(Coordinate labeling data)
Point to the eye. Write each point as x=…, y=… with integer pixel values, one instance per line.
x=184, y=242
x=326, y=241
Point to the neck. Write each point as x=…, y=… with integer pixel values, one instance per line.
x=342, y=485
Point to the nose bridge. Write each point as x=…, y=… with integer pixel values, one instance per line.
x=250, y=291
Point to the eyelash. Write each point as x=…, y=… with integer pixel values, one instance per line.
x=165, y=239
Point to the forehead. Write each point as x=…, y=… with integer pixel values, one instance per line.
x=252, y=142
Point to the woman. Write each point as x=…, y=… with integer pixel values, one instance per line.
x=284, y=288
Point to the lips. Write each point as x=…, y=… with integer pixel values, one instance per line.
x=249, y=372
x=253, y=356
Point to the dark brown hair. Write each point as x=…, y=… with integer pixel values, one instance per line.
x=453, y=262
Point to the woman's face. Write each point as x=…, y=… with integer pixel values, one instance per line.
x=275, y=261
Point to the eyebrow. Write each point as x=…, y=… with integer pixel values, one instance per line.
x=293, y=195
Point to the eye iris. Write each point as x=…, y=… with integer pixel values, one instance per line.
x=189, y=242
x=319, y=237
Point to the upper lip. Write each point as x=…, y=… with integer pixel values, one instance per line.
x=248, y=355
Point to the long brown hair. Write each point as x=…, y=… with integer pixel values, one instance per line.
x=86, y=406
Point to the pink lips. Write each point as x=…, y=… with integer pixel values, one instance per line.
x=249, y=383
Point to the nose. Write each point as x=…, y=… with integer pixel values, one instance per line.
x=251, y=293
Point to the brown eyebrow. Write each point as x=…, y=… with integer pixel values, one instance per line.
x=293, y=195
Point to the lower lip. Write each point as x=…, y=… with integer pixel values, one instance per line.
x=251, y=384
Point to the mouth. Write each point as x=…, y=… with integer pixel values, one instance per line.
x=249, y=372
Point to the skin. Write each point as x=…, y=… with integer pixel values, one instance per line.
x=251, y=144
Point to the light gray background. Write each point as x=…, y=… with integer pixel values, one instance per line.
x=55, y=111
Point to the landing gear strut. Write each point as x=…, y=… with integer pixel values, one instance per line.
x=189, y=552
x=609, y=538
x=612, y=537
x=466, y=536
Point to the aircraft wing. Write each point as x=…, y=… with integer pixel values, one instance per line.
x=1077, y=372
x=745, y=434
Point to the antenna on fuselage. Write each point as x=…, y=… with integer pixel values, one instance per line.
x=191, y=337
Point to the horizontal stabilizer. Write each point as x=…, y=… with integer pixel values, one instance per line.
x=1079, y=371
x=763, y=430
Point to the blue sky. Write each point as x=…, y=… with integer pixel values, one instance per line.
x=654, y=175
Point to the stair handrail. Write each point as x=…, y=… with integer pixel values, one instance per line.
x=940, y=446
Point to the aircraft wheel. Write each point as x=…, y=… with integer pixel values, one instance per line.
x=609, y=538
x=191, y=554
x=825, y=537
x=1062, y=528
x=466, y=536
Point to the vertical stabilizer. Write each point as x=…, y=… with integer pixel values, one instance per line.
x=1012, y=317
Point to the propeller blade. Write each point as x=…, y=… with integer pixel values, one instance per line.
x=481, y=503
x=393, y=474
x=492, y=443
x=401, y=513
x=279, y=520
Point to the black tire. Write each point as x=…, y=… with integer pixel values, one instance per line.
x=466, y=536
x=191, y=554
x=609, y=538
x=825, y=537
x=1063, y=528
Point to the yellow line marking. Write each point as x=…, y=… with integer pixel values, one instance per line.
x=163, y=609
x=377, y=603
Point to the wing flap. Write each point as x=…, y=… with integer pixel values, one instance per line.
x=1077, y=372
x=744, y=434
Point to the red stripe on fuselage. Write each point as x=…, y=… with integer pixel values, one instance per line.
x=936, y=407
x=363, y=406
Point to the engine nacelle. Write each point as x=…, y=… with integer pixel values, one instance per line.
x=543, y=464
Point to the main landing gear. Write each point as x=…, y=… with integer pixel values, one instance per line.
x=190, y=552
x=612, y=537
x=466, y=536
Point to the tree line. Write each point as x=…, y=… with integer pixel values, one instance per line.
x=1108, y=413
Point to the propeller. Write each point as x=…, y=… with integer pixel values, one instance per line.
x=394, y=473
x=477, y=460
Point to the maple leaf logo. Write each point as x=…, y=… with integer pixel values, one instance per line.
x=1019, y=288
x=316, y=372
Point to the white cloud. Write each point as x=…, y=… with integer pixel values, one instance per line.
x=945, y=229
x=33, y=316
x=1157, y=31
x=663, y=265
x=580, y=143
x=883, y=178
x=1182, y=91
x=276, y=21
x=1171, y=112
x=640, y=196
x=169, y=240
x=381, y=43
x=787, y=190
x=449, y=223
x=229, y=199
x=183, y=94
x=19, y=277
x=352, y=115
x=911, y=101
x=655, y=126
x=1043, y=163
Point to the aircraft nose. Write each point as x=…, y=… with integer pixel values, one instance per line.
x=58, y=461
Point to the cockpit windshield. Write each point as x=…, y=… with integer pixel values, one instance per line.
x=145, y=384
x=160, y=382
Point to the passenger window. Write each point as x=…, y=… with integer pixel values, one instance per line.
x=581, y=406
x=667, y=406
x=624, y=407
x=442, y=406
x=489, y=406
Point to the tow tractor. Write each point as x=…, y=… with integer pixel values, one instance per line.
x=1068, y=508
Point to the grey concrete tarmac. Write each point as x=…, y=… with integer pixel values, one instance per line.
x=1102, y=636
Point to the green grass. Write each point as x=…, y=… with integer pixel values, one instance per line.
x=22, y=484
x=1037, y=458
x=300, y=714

> _WHAT IS NEEDED_:
Print the records above exactly as they appear.

> _CORRECT RESPONSE_:
Point to the eye. Write each point as x=…, y=… with integer pixel values, one instance per line.
x=184, y=242
x=326, y=241
Point to the neck. Write each point as x=…, y=… with integer pixel values, one instance per line.
x=342, y=485
Point to the nose bridge. Write each point as x=…, y=… with integer pixel values, one instance per line.
x=250, y=291
Point to the eyelash. Write each point as x=…, y=… with integer pixel values, one instance per line.
x=165, y=239
Point to the forehead. Write each point as x=…, y=… with integer pixel values, one instance per line.
x=252, y=142
Point to the woman. Write each point as x=…, y=… with integer pixel values, one instance per line.
x=284, y=288
Point to the lips. Write each point as x=…, y=… with integer pixel values, one instance per line.
x=249, y=372
x=253, y=356
Point to the dark brown hair. Write each point as x=…, y=… with integer pixel values, one instance per line.
x=453, y=262
Point to the woman's face. Write each point as x=…, y=… with integer pixel values, one instance per line.
x=275, y=261
Point to the eyebrow. Write each point as x=…, y=… with integer pixel values, one instance per line.
x=293, y=195
Point to the eye iris. Write each point as x=…, y=… with integer pixel values, one instance per line.
x=189, y=242
x=319, y=237
Point to the upper lip. Write each point as x=…, y=… with integer pixel values, one instance per line.
x=248, y=355
Point to the long brown hair. Write each point as x=…, y=… with integer pixel values, one instance per line.
x=86, y=406
Point to the pink lips. Write each point as x=…, y=… with integer pixel values, one instance per line.
x=249, y=383
Point to the nose. Write each point as x=…, y=… with integer pixel values, one instance per line.
x=251, y=293
Point to the brown eyebrow. Write each point as x=…, y=… with integer pixel values, one instance per line.
x=293, y=195
Point to the lower lip. Write each point as x=…, y=… with integer pixel values, one instance per line.
x=251, y=384
Point to the mouth. Write each point as x=…, y=… with integer pixel values, one instance per line.
x=249, y=372
Point to the skin. Write each point as x=…, y=… with integer pixel values, one instance per line.
x=251, y=144
Point to the light gray background. Write each point as x=…, y=… with integer pixel values, one instance per line.
x=55, y=111
Point to the landing gear strut. Write each point as x=…, y=… with integer pixel values, one instance per line.
x=189, y=552
x=609, y=538
x=612, y=537
x=466, y=536
Point to the aircraft wing. Write each point as x=…, y=… with integer pixel values, one instance per line.
x=1077, y=372
x=745, y=434
Point to the antenna on fuselage. Write each point as x=…, y=… with integer pixel values, one instance per line.
x=191, y=337
Point to the horizontal stabilizer. Write each point as x=…, y=… with integer pixel values, one instance per line.
x=1079, y=371
x=763, y=430
Point to the blue sky. Write each point as x=…, y=… with integer pixel values, one instance per line.
x=654, y=175
Point to the stair handrail. Write each point as x=…, y=… with integer pixel values, one instance per line.
x=940, y=446
Point to the aircraft wheel. Write each point as x=…, y=… with integer pixel values, one instance per line.
x=609, y=538
x=191, y=554
x=825, y=537
x=1062, y=528
x=466, y=536
Point to the vertical stabilizer. Write each point as x=…, y=… with integer pixel values, one instance per line.
x=1012, y=317
Point to the propeller blade. Write each point as x=…, y=… with integer pixel values, one instance per line.
x=481, y=503
x=393, y=474
x=492, y=443
x=401, y=513
x=279, y=520
Point to the black tire. Write each point as x=…, y=… with integer pixel values, one instance per line.
x=466, y=536
x=191, y=554
x=609, y=538
x=825, y=537
x=1063, y=528
Point to the yellow line marking. Write each point as x=…, y=… with integer pixel values, one instance per line.
x=163, y=609
x=377, y=603
Point to the wing flap. Write each point as x=…, y=… with integer pixel values, one instance per line.
x=1077, y=372
x=744, y=434
Point to the red stripe on fuselage. Write each point as x=…, y=… with integer pixel values, one instance per line.
x=936, y=407
x=363, y=406
Point to the engine nacelle. Write each point as x=…, y=… with integer pixel values, one instance per line.
x=543, y=464
Point to the main landing gear. Write each point as x=…, y=… with integer pixel values, one instance per line.
x=190, y=552
x=612, y=537
x=466, y=536
Point to the tree line. Write each point as x=…, y=… with integer pixel values, one instance per line.
x=1108, y=413
Point to the propeller. Write each point as x=…, y=… with integer pixel values, one instance per line.
x=394, y=473
x=477, y=460
Point to the maple leaf logo. Write each point as x=…, y=… with integer pixel values, one instance per line.
x=1019, y=288
x=316, y=372
Point to the white cloud. Write each point as x=…, y=… with integer pixel values, one instance per line.
x=945, y=229
x=33, y=316
x=1157, y=31
x=663, y=265
x=580, y=143
x=883, y=178
x=1182, y=91
x=276, y=21
x=1171, y=112
x=640, y=196
x=169, y=240
x=381, y=43
x=787, y=190
x=449, y=223
x=229, y=199
x=183, y=94
x=19, y=277
x=352, y=115
x=911, y=101
x=655, y=126
x=1043, y=163
Point to the aircraft nose. Write each point as x=…, y=… with integer pixel values, one instance per line.
x=58, y=461
Point to the cockpit windshield. Write each point as x=…, y=… with integer pixel values, one instance per line.
x=145, y=384
x=160, y=382
Point to the passenger window. Write each point as x=…, y=… with integer pixel values, one instance per line.
x=581, y=406
x=667, y=406
x=624, y=407
x=442, y=406
x=489, y=406
Point to the tow tractor. Write each point as x=…, y=… with integer pixel values, one instance per line.
x=1068, y=508
Point to the grey concrete tarmac. Write each point as x=…, y=… with integer pixel values, one instance per line.
x=1102, y=636
Point to the green grass. Write each point as x=…, y=… with integer pixel values, one instance per line.
x=22, y=484
x=1037, y=458
x=300, y=714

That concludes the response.